*** Supplied material

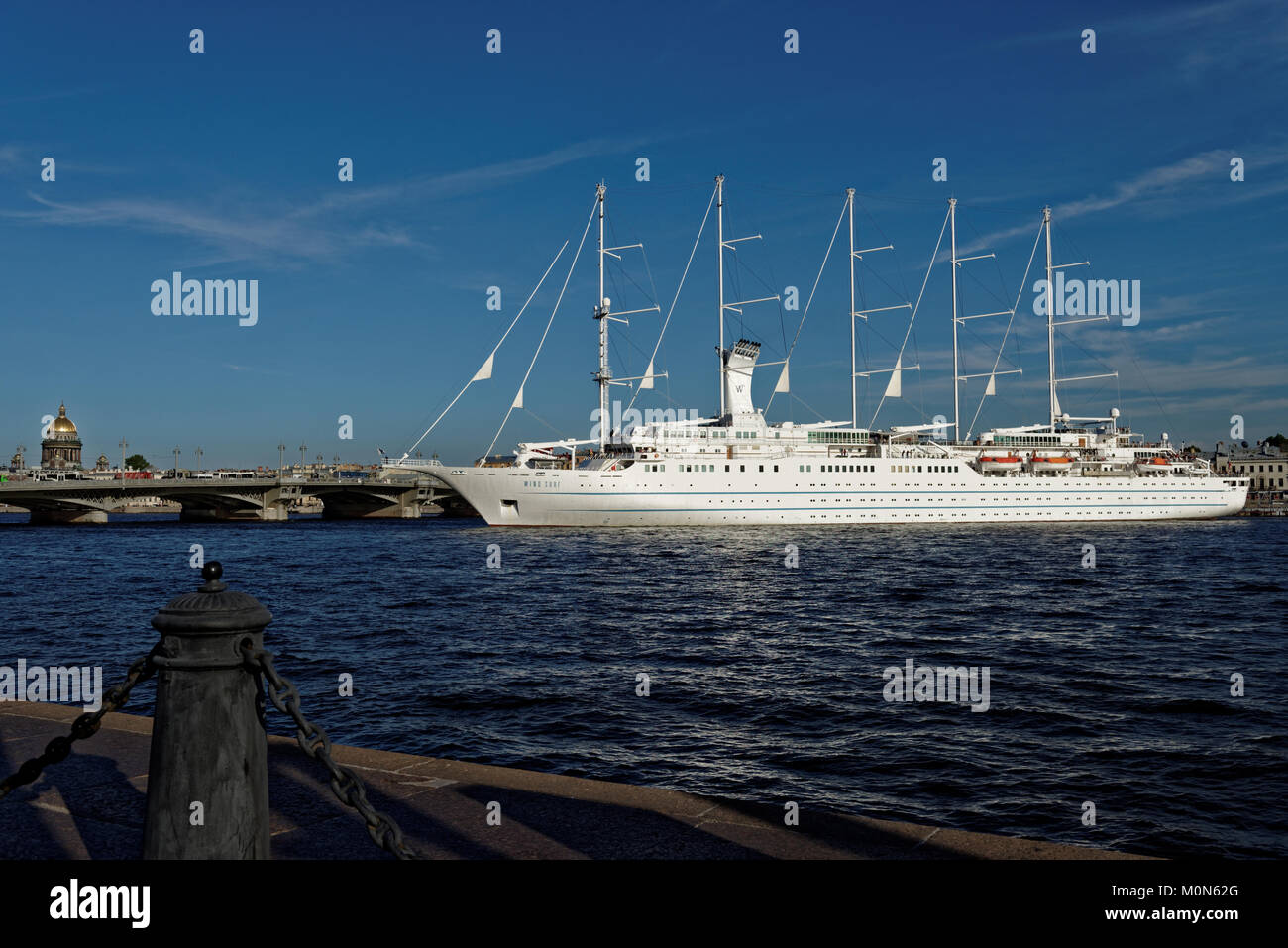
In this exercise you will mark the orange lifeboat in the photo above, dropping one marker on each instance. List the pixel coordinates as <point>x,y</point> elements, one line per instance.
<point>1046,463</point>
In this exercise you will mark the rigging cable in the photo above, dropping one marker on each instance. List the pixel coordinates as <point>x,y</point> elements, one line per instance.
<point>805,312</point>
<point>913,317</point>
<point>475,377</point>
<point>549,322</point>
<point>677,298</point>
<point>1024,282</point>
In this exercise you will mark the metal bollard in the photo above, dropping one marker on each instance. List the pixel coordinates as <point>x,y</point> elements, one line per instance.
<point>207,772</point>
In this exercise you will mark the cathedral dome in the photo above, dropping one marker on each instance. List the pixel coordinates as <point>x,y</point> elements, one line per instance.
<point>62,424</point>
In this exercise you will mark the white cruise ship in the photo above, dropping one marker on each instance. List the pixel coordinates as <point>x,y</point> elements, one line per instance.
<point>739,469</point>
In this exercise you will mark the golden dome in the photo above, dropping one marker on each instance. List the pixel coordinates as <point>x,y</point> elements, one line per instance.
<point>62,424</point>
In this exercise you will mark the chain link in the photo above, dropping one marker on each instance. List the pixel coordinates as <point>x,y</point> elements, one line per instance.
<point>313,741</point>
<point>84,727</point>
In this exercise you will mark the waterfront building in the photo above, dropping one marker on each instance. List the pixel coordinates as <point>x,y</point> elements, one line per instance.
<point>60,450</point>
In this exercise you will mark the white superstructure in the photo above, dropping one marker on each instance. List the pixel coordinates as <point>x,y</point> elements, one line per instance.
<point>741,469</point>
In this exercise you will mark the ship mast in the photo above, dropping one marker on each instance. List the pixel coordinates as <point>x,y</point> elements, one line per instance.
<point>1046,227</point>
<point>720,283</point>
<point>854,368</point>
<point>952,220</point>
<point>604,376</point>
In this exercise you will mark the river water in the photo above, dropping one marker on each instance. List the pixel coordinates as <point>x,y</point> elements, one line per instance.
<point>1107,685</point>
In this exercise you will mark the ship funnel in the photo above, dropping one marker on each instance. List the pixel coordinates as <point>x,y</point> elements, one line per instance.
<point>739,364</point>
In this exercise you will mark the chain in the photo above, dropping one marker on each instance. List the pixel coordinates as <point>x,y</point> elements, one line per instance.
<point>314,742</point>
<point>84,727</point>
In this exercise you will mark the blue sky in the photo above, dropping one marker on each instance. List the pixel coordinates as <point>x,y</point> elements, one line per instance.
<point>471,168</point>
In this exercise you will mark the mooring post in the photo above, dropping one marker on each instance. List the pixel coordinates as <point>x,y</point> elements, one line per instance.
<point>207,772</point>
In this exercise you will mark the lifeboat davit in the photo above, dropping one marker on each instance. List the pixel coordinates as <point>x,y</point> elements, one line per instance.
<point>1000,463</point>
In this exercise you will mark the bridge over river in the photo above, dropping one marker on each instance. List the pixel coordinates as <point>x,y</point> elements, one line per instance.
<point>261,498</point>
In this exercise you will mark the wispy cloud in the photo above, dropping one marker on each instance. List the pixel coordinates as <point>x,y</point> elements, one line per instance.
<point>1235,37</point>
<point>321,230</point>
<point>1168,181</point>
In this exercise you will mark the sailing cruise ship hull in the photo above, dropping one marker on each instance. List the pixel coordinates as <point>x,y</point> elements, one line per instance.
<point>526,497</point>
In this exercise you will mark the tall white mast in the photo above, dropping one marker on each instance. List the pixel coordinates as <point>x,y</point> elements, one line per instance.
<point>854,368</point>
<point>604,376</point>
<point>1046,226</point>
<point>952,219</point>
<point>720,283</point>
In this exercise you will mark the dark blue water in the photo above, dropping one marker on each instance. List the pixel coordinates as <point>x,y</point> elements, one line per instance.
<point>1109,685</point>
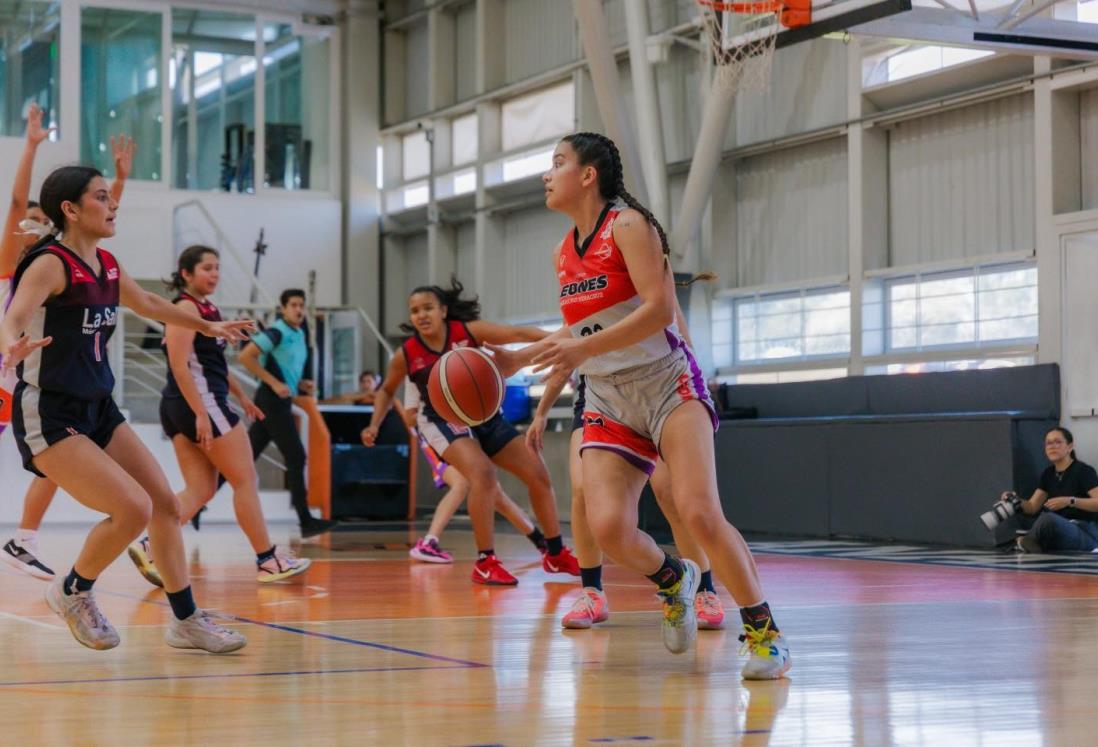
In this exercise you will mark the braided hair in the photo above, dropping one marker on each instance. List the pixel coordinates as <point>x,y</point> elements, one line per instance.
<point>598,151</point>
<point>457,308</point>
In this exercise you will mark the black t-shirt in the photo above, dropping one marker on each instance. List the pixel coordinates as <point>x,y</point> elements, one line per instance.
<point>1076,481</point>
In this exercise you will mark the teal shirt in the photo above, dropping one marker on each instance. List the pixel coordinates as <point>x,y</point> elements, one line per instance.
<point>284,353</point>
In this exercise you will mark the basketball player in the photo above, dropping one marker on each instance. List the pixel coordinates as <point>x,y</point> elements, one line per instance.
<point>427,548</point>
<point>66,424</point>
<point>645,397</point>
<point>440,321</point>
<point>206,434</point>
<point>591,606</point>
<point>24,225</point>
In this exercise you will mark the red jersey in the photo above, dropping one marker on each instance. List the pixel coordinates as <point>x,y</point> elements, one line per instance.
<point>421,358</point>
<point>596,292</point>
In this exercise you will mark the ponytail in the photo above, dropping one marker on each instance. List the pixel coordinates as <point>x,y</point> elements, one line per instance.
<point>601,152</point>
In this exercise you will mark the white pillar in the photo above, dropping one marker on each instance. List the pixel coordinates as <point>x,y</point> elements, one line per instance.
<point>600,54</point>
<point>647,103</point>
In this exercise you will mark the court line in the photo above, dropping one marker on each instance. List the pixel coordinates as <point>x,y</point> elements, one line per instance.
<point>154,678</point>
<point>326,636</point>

******

**Written request**
Please update the data above by replacing every "marker" with "pin" and changing nothing else. Leave the pictures out of your answer.

**Result below**
In this exercise you will mark the orange lifeboat in the photo above, dropping one pin on each instance. List the pixel coordinates as <point>x,y</point> elements, one line per instance.
<point>1046,463</point>
In this exercise you will mark the rigging cable in the photo above, dropping one pin on each instance. List the pixel coordinates as <point>x,y</point> elements, one line per instance.
<point>805,312</point>
<point>913,317</point>
<point>475,377</point>
<point>549,322</point>
<point>677,298</point>
<point>1024,282</point>
In this exercise you will mark the metal bollard in the photo above, dropping one pin on each instance. List the pixel coordinates as <point>x,y</point> elements, one line per instance.
<point>207,772</point>
In this exercise you will mark the cathedral dome in the photo above, dropping one pin on each instance. List the pixel coordinates as <point>x,y</point> elements, one line per instance.
<point>62,424</point>
In this exercise you will mark the white cruise ship in the photo above, dropping one pin on each instance. List the pixel coordinates as <point>x,y</point> elements, one line per instance.
<point>739,469</point>
In this exercise you will mark the golden dome in the photo above, dropping one pin on each instance. List the pixel coordinates as <point>x,y</point> elements, one line per instance.
<point>62,424</point>
In this exercise you will mark the chain link in the photo above, dropping one pin on each instance. List the pixel coordinates as <point>x,y</point> elements, one line per instance.
<point>313,741</point>
<point>84,727</point>
In this exercise you will mark the waterfront building in the photo above, dropping one pin on each instance. List the pixel coordinates as <point>x,y</point> elements, one line per instance.
<point>60,450</point>
In this exercise you will mark the white superstructure in the photo above, dropping one pin on each instance. List the pixel coordinates as <point>x,y</point> elements, one line per instance.
<point>741,469</point>
In this exercise you will mark the ship mast in the photo above, dropping one pin on each instance. List the pixel coordinates as <point>x,y</point> elements, one line per instance.
<point>1046,227</point>
<point>720,283</point>
<point>854,368</point>
<point>952,220</point>
<point>604,376</point>
In this exercise you will mark the river water in the photo above, dropping one pin on each instance. List the pixel coordinates as <point>x,y</point> elements, one line per instance.
<point>1107,685</point>
In this exercise you will mark the ship funnel in the photo above, dropping one pin on each instance. List the pixel coordinates as <point>x,y</point> elements, one line per instance.
<point>739,364</point>
In this exercise you will mark the chain in the photo above, dropping one pin on each instance. List the pixel coordinates as <point>x,y</point> elements, one line per instance.
<point>314,742</point>
<point>84,727</point>
In this exercise you will mark the blue sky in the photo above, dropping one pin on each instance. List the pixel coordinates as <point>x,y</point> elements, one line per instance.
<point>471,168</point>
In this exercise you will mark the mooring post in the photo above, dropping one pin on each instance. List the pixel coordinates as <point>x,y</point> elements, one line per instance.
<point>207,772</point>
In this exercise you will mark the lifeboat davit in the photo above, dropping one pin on each instance. List the pixel coordinates as <point>x,y</point> elements, one line per instance.
<point>1000,463</point>
In this exercise you will mark the bridge over river in the photo above, dropping one pin on each instance. List the pixel coordinates as <point>x,y</point> elements, one line per instance.
<point>261,498</point>
In this exercise you will mark the wispy cloud in the photo above, dropping one pin on each instance. List the pixel coordinates as <point>x,y</point> elements, one line per instance.
<point>1235,37</point>
<point>321,230</point>
<point>1168,181</point>
In this exercise you will mark the sailing cruise ship hull in the photo above, dropping one pin on each instance. List the pixel coordinates as <point>x,y</point> elements, one line per instance.
<point>526,497</point>
In this exercise you will mark the tall white mast in the photo above, dropping one pin on each instance. List the pixel coordinates as <point>x,y</point> elements, one line per instance.
<point>854,368</point>
<point>604,376</point>
<point>1046,226</point>
<point>952,219</point>
<point>720,283</point>
In this exercise you will mark the dark blue water in the photo above, dropping one pin on each instance. List the pixel coordinates as <point>x,y</point> elements, one line per instance.
<point>1109,685</point>
In this exercise you will mark the braided hair in the photo above, dropping one pin on each instance. List the pixel coordinates as <point>x,y</point> elements, one line per instance.
<point>598,151</point>
<point>457,308</point>
In this exercise you will mark the black t-shirt in the photo above, dropping one pin on each instance. List the pixel coordinates as <point>x,y</point> elements, one line per instance.
<point>1076,481</point>
In this exercise you will mark the teal shirt in the photo above, dropping one pin on each instance. List the pixel coordinates as <point>x,y</point> elements, one line per instance.
<point>284,353</point>
In this exercise you will mark the basketball player in the photo above, dropping one pin on each instance. List the pixel coordinates as <point>x,y</point> elements, one line per instance.
<point>427,548</point>
<point>66,424</point>
<point>645,397</point>
<point>440,321</point>
<point>206,434</point>
<point>591,606</point>
<point>24,225</point>
In this exercise you will mark the red jersey in the photo above, dropping one pin on each instance. List the pixel coordinates as <point>x,y</point> elements, one line per instance.
<point>421,358</point>
<point>596,292</point>
In this exercise you will mark the ponytail in the photo above, dropping one pin on each instance. List the pixel coordinates as <point>x,y</point> elements, one line per instance.
<point>601,152</point>
In this exercise you will mark the white pillar in the photo above, dropping one pin on each instance. List the pixel coordinates as <point>x,y</point> elements, one line per instance.
<point>600,54</point>
<point>647,103</point>
In this exercise you will mark the court line in the photo above, dropping one pin on each instance. List the pixel coordinates as <point>x,y</point> elements, one line per instance.
<point>154,678</point>
<point>326,636</point>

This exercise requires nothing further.